-------- Document excerpt
[Swan-dev] IPSec offload API

Ilan Tayari ilant at mellanox.com
Wed Nov 30 08:20:28 UTC 2016


Hi Paul,

Thank you for your feedback!

I see that Steffen already answered most of your questions.
I'll just add some extra details.

> 
> So is this a new layer of offloading that works separately from any
> existing hardware offload? Does it only apply to nic cards? What if
> someone has some dedicated non-NIC PCI offloading card like the Intel
> QuickAssist?
> https://www-ssl.intel.com/content/www/us/en/ethernet-products/gigabit-
> server-adapters/quickassist-adapter-for-servers.html

Yes, I forgot to explicitly say it - this is offloading the crypto work
to the network hardware.

This way IPSec benefits from plenty of other NIC offloads, such as RX and
TX check summing, GSO, and so on.
The NIC hardware has a chance to do all of these on the plaintext payload
just before encrypting it.

If one uses crypto-offload not in the NIC, such as AES-NI or even Quick-
Assist, then all these goodies can't happen.
----------------
Written problem 1: In the IPSec offload email, where does the new approach move the crypto work?
-------- Material provided
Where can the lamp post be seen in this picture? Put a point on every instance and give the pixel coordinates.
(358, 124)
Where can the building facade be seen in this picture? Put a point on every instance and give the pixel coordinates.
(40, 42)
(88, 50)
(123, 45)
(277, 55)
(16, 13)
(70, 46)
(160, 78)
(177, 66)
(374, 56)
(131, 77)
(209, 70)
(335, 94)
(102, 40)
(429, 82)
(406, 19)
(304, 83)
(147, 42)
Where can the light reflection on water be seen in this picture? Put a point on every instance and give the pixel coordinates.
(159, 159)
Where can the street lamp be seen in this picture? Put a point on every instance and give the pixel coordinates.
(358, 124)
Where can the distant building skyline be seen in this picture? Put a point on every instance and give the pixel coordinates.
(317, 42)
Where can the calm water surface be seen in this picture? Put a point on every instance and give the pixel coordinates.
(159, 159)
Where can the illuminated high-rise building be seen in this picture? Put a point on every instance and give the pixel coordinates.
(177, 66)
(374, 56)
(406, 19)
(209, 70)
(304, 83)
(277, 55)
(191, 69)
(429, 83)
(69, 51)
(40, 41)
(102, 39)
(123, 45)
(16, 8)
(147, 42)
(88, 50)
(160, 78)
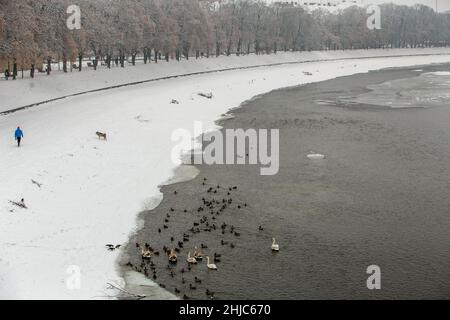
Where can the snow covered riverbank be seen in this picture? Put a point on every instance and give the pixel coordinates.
(24, 92)
(92, 190)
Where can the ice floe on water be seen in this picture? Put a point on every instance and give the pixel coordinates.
(316, 156)
(427, 90)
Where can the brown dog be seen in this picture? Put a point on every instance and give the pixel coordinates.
(101, 135)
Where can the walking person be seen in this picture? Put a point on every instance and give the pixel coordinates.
(18, 135)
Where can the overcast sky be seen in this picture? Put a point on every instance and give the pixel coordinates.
(443, 5)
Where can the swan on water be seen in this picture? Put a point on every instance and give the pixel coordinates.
(191, 259)
(316, 156)
(210, 266)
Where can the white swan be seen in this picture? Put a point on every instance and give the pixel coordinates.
(315, 156)
(275, 246)
(191, 259)
(198, 255)
(211, 266)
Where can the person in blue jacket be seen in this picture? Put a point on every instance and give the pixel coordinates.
(18, 135)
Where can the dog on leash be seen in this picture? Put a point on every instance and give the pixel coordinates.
(101, 135)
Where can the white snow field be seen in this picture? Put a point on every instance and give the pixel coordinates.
(93, 190)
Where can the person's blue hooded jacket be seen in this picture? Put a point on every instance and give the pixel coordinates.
(19, 133)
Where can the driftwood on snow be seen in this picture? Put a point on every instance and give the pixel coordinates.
(36, 183)
(19, 204)
(206, 95)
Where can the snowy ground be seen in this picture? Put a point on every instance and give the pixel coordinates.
(92, 190)
(14, 94)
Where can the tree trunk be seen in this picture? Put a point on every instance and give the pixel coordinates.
(32, 71)
(80, 62)
(238, 49)
(49, 66)
(65, 64)
(14, 69)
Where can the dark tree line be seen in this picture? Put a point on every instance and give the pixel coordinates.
(33, 33)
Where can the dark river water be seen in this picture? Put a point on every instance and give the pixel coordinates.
(380, 197)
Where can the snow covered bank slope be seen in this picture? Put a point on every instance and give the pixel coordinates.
(93, 190)
(14, 94)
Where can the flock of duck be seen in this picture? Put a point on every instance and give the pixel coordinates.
(150, 259)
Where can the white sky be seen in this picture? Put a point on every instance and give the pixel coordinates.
(443, 5)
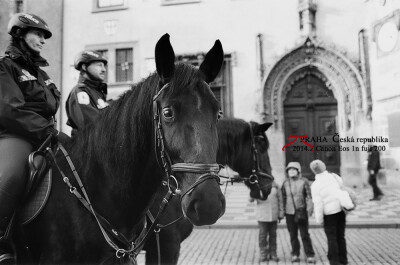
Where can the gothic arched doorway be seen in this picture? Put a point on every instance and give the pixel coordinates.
(310, 108)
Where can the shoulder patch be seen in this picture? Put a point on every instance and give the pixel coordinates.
(83, 98)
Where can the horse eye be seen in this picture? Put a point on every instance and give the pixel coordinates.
(220, 114)
(167, 113)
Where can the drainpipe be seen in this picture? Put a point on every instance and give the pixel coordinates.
(365, 69)
(61, 66)
(260, 55)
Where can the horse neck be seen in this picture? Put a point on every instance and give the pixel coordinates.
(120, 165)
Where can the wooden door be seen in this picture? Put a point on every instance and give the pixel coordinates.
(310, 108)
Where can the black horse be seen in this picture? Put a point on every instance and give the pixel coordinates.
(169, 117)
(242, 146)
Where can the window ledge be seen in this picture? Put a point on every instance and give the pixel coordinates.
(106, 9)
(178, 2)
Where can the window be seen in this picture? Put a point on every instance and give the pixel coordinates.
(222, 85)
(178, 2)
(18, 6)
(124, 65)
(109, 5)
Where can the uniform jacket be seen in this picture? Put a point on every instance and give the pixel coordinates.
(328, 196)
(28, 97)
(270, 209)
(85, 102)
(374, 161)
(300, 188)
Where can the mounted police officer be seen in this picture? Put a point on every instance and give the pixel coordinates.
(28, 102)
(88, 98)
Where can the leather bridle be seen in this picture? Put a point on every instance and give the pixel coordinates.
(131, 248)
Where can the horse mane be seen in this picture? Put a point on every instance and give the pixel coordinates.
(119, 143)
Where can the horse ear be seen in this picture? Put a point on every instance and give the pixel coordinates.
(165, 58)
(264, 127)
(213, 62)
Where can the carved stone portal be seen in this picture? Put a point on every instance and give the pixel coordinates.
(330, 66)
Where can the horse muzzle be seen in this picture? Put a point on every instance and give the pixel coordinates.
(202, 202)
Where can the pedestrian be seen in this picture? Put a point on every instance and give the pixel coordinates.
(268, 213)
(29, 100)
(328, 198)
(373, 167)
(88, 98)
(297, 196)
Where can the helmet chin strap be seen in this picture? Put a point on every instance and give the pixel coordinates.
(25, 47)
(89, 75)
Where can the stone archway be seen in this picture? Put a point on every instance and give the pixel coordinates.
(339, 74)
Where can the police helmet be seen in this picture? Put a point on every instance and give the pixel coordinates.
(25, 21)
(87, 57)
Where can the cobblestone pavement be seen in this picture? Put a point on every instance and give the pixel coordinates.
(373, 234)
(386, 212)
(240, 247)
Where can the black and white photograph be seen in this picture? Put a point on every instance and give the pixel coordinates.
(191, 132)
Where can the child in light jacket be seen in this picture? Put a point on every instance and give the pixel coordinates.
(268, 212)
(329, 198)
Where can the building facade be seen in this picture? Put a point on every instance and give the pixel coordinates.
(325, 69)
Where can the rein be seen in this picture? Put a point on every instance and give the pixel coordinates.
(130, 248)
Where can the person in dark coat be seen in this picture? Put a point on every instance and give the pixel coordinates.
(88, 98)
(296, 193)
(29, 100)
(373, 168)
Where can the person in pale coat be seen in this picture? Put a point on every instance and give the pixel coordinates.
(329, 199)
(268, 213)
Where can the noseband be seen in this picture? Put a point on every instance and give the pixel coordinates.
(206, 171)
----------------
Written problem 2: How many lines in the listing contain the word "white"? Reply with the number only.

Written response 1: To the network hardware.

Written response 2: 4